Task instructions
Each entry must be given again exactly; images do not belong in the copy.

******************************

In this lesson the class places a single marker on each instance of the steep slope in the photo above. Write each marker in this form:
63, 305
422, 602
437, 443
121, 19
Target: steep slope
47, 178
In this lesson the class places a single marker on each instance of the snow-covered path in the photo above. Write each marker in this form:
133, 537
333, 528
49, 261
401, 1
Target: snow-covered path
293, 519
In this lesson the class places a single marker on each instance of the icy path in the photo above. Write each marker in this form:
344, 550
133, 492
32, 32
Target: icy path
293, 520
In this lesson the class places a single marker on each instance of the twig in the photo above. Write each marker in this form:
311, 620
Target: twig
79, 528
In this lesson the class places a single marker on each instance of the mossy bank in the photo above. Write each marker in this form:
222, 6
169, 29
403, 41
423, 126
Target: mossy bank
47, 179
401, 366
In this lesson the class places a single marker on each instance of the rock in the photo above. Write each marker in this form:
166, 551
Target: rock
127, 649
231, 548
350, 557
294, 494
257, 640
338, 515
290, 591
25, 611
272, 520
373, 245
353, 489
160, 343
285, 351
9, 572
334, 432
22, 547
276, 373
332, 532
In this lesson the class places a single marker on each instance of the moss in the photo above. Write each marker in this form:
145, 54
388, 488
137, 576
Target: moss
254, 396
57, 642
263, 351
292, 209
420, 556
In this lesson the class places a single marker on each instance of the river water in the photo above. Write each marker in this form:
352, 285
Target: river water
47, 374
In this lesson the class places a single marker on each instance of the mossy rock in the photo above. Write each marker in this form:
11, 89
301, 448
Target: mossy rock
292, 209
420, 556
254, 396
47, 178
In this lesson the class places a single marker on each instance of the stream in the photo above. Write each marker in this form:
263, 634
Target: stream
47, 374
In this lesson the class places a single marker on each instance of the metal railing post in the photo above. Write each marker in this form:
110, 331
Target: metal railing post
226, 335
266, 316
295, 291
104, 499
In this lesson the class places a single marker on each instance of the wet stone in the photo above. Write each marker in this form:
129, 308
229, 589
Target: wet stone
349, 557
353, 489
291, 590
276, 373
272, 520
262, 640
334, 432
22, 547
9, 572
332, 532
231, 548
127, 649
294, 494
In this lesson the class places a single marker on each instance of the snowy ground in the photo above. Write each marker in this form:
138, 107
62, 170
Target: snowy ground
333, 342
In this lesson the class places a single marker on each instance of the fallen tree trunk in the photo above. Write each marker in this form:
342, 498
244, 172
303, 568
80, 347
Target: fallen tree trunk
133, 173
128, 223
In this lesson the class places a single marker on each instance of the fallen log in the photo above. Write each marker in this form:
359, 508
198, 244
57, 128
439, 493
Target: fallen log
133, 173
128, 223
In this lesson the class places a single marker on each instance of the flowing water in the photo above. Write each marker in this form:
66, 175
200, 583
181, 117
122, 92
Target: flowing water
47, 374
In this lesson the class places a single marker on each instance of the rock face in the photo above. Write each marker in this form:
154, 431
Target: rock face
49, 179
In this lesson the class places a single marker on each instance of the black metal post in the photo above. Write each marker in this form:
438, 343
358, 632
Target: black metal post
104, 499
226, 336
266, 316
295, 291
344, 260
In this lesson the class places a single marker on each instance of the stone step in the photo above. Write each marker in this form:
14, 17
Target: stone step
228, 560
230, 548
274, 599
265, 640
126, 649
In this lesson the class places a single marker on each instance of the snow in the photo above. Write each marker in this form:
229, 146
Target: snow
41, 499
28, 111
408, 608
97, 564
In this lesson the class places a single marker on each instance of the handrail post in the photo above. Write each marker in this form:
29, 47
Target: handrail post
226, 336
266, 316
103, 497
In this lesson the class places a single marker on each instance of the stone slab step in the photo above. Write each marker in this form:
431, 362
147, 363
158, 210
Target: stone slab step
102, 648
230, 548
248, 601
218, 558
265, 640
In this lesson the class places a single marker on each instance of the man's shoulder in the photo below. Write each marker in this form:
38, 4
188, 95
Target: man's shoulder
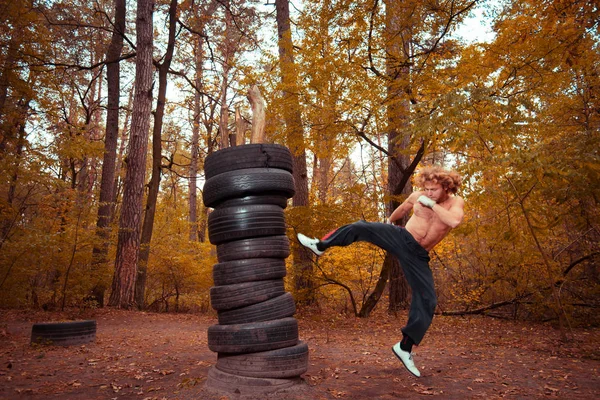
457, 201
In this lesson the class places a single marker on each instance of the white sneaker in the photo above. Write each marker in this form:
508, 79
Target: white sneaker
406, 359
309, 243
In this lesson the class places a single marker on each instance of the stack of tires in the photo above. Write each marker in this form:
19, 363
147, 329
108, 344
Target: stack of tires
257, 337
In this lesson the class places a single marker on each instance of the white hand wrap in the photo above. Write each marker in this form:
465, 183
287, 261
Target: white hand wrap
426, 201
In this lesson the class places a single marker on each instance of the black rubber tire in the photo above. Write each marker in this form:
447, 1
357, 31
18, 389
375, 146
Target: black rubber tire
287, 362
276, 308
244, 386
262, 155
277, 200
226, 224
253, 337
248, 270
247, 182
228, 297
64, 333
265, 247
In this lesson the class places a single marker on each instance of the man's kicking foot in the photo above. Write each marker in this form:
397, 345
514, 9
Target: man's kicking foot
309, 243
406, 358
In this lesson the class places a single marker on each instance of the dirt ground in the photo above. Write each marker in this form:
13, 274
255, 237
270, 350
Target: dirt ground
147, 356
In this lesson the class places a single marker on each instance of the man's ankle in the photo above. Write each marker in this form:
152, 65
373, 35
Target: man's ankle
406, 343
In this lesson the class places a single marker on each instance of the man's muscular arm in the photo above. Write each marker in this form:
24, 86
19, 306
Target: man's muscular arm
404, 208
451, 217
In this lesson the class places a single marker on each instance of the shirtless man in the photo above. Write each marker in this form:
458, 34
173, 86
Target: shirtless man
436, 210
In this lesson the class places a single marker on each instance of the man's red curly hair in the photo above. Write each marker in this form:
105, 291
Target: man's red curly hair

******************************

The completed task
In this lesson the class places a single marker on each instance of the steep slope in the photo above. Write each marker in this form:
63, 305
422, 602
437, 443
121, 19
Target: steep slope
47, 178
In this lesson the class places a single marker on each instance of the snow-covered path in the photo above. Write each marker in this form:
133, 537
333, 528
49, 261
401, 1
Target: snow-covered path
293, 519
In this lesson the class places a single marker on each instance of the icy path in the photo above. Write each marker in this form:
344, 550
133, 492
32, 32
Target: icy path
293, 520
In this lesson the class places a single marker on each instance of the twig in the photo above. Write each marker in this form:
311, 620
Target: twig
79, 528
In this lesson the class places a single marker on each instance of the mossy bank in the photo above. Write each marker in this form:
222, 6
169, 29
403, 41
423, 126
Target: mossy bank
47, 179
401, 366
In this lesson the class places a single marker on each instance of the rock in the photo above. Write each marker in this form:
166, 551
Target: rock
127, 649
231, 548
350, 557
294, 494
257, 640
338, 515
290, 591
25, 611
272, 520
373, 245
353, 489
160, 343
285, 351
9, 572
334, 432
22, 547
276, 373
332, 532
In this lesson the class places a single marker on each instance of the moss in the photo above. Write each marker in this form:
145, 54
388, 488
137, 576
Target: moss
254, 396
57, 642
263, 351
292, 209
420, 556
In this lesson the class places a single marker on each instance of the river water in the photo above. Write each marker in this form:
352, 285
Target: river water
47, 374
In this lesson the class places a single marker on each instance of the mossy rock in the photo above. Write each marker in this form:
11, 89
301, 448
Target: mossy rock
292, 209
420, 556
254, 396
47, 178
In this lesson the class places a single marker on each instance of the stream in the photo above. Write each marker in this form:
263, 634
Target: stream
47, 374
In this lesson the class places a single marker on each instance of the metal railing post in the photo above. Write each marker in this form:
110, 331
Target: metal railing post
226, 335
266, 316
295, 291
104, 499
In this lesson the class places a single marker on each instance of the wet stone in the photo above. Write each marker in this form:
129, 308
229, 589
Target: wet stone
349, 557
353, 489
291, 590
276, 373
272, 520
262, 640
334, 432
22, 547
9, 572
332, 532
231, 548
127, 649
294, 494
In this lesson the class places a single marker on each instance of the snowy ground in the photo above. Write each marker in this form:
138, 107
62, 170
Target: snowy ground
333, 342
In this lesson the class places a single marker on each instance of the fallen tree trunk in the photo above. Write each marker in this form:
342, 498
244, 172
303, 568
80, 347
Target: fallen tree trunk
133, 173
128, 223
In this lesson the class places a single marker on each instance of the fallen log in the photo above. Write each marker in this form:
359, 508
198, 244
57, 128
439, 493
Target: fallen log
133, 173
128, 223
In this lesson the class places a single marker on each instance of the flowing water in the photo above. Write each marker in this form:
66, 175
200, 583
181, 117
122, 92
Target: flowing water
47, 374
In this lesson the class places a single marker on each instance of the rock face in the photo above. Write each marker in this form:
154, 431
Target: rock face
49, 179
In this lesson the class places a single marker on each instance of the black metal post in the photo above. Write each marker in this form:
438, 343
358, 632
Target: black metal post
104, 499
226, 336
266, 316
295, 291
344, 260
In this lesson the class places a single marker on each instance of the stone step in the photo above. Write each marker in this form:
14, 17
Target: stone step
228, 560
230, 548
274, 599
265, 640
126, 649
In this lesson the class places a single marker on each instance of the snow in the photo above. Write each marker in this form:
229, 146
Target: snow
41, 499
28, 111
408, 608
97, 564
In this lesson the class places a single marker on each instance of the handrail post in the photo above. Write each marker in this form:
29, 47
Target: handrail post
226, 336
266, 316
103, 497
In this lesson the class places a single marker on each instance of the stone slab step in the photo above. Write each marker in this form:
431, 362
147, 363
158, 210
Target: stone slab step
102, 648
230, 548
248, 601
218, 558
265, 640
In this lesson the class places a single marker on each instance of the man's shoulder in the photo below. Write each marker in this form:
38, 4
188, 95
Target: man's shoulder
457, 201
In this lesson the class places a single marker on each instance of the white sneaker in the photo above. Write each marker in this form:
508, 79
Target: white sneaker
406, 359
309, 243
In this lesson the class places a single marker on each instance of the stack of tires in the photo above. Write each marker in this form:
19, 363
147, 329
108, 344
Target: stack of tires
257, 337
In this lesson the class places a single marker on each instance of the white hand wrap in the photo above. Write each marker in this form:
465, 183
287, 261
Target: white hand wrap
426, 201
In this lesson the class places a single marker on each instance of the black rubber tire in the photo above. Write each marker in this form:
447, 1
357, 31
18, 389
375, 146
Target: black rubber tire
287, 362
276, 308
244, 386
262, 155
277, 200
226, 224
253, 337
248, 270
247, 182
228, 297
64, 333
265, 247
In this lesson the class places a single marker on each instance of the man's kicking foot in the photo above. Write each marker in this form:
397, 345
514, 9
Target: man's kicking foot
309, 243
406, 358
In this lesson the class places a single marker on each instance of the dirt ground in the photo above. Write each marker in this form:
13, 274
255, 237
270, 350
Target: dirt ground
147, 356
In this lesson the class places a single marker on each instance of the man's ankle in the photo above. Write each marker in this form:
152, 65
373, 35
Target: man's ankle
406, 343
In this lesson the class places a single marker on each instance of the man's muscular arm in the photo above. Write each marker in this form:
24, 86
19, 306
Target: man's muscular arm
404, 208
451, 217
In this lesson the class places a single marker on each instance of the shirtless man in the photo above. Write each marker in this form:
458, 34
173, 86
Target: shirtless man
436, 210
In this lesson the class places a single marker on each instance of the man's red curly hair in the photo above. Write each marker in this form:
105, 291
Target: man's red curly hair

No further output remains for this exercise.